**Assigned task:**
Which lines have the string "refrigerator"? Copy all of them from the entries below.

- Opening Delimiter -

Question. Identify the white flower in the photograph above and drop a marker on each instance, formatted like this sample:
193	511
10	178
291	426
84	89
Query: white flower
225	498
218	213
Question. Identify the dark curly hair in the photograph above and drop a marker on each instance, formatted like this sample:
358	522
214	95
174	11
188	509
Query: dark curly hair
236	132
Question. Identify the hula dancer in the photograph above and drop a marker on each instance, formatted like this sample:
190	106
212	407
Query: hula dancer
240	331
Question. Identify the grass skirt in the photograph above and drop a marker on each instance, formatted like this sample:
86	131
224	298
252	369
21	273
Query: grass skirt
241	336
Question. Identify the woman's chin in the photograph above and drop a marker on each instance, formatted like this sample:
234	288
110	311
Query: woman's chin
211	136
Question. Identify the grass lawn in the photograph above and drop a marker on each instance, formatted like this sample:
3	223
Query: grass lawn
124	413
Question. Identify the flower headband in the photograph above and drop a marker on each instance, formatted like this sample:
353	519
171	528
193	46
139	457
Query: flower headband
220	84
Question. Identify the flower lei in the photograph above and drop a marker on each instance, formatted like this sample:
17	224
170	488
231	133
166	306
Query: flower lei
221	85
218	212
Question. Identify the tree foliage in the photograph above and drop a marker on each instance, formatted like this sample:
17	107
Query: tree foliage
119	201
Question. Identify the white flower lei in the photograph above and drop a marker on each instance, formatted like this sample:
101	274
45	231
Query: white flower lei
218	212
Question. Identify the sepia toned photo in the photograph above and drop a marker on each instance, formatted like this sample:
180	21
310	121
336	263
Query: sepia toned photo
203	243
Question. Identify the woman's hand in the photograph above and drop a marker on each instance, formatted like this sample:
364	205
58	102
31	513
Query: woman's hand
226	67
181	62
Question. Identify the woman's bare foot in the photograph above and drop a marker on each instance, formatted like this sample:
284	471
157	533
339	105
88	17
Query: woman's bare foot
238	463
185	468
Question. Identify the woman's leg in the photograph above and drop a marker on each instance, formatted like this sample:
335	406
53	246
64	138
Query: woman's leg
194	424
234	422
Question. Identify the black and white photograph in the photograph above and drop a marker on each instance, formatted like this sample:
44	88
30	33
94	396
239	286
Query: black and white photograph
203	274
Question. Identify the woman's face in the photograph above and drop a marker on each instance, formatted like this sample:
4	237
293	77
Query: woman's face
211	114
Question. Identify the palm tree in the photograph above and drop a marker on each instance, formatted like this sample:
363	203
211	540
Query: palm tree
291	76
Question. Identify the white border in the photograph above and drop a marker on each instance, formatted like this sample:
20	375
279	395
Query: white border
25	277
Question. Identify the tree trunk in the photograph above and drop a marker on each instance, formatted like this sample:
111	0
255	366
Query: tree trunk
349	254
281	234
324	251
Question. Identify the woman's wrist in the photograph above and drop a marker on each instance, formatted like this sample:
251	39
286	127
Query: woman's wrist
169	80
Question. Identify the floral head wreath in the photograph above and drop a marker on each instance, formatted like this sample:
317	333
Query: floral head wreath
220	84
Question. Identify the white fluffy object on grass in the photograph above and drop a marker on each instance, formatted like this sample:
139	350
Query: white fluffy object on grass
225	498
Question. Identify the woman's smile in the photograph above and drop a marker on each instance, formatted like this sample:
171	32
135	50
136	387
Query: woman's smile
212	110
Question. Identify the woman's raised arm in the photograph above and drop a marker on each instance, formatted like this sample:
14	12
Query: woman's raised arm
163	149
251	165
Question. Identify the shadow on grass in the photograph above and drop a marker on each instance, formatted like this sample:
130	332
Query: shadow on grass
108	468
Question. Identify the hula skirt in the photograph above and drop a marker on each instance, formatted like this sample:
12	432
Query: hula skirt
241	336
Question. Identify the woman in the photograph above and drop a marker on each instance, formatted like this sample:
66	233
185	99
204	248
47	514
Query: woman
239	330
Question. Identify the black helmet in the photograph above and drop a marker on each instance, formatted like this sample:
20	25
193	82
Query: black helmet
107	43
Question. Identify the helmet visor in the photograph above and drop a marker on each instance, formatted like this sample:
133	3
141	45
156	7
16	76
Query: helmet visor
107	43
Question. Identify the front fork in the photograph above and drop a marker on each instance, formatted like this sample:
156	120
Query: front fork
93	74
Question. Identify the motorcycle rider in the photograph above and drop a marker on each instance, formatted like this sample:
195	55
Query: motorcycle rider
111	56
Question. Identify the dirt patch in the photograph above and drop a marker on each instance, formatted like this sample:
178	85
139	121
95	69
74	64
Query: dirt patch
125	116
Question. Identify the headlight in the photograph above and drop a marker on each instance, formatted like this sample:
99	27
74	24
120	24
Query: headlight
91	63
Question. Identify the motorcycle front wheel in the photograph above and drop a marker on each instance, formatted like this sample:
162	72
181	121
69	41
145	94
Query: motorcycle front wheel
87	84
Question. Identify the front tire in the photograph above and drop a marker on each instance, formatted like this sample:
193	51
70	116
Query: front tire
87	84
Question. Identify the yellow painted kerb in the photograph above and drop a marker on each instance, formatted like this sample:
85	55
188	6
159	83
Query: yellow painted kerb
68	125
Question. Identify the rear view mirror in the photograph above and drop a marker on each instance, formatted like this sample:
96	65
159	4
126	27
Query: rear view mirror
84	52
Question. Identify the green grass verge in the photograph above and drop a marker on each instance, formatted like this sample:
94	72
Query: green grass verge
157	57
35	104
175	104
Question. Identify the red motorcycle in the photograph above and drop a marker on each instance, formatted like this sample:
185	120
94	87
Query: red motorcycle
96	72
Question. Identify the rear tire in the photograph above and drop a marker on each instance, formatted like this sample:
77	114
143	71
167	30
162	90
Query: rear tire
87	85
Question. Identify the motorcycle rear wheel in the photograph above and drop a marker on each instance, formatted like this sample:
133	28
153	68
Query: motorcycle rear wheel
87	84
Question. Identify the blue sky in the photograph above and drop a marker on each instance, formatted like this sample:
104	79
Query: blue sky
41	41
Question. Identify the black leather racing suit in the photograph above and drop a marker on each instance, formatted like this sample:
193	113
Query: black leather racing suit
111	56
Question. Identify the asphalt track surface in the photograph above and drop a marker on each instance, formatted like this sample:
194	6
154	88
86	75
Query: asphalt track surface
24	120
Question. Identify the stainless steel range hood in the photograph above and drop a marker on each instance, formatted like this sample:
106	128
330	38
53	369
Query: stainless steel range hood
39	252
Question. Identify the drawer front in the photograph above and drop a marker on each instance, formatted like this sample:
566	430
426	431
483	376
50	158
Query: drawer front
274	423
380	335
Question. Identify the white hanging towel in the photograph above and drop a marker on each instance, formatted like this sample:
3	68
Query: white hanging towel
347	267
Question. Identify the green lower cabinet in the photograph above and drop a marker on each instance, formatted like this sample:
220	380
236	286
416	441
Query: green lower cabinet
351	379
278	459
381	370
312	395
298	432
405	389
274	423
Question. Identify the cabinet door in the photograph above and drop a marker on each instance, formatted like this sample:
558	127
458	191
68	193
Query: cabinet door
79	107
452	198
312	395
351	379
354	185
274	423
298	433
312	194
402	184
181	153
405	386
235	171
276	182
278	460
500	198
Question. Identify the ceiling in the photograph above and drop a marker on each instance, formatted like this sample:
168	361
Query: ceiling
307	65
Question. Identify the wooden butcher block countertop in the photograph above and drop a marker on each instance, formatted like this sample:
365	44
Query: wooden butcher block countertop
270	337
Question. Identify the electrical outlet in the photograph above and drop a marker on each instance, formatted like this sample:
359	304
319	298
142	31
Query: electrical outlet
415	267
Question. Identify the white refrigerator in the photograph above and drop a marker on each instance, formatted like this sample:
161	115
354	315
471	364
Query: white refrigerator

- Closing Delimiter -

**Answer space:**
Question. Identify the white refrigerator in the photograph above and drop a marker on each instance, formatted like this sample:
Query: white refrigerator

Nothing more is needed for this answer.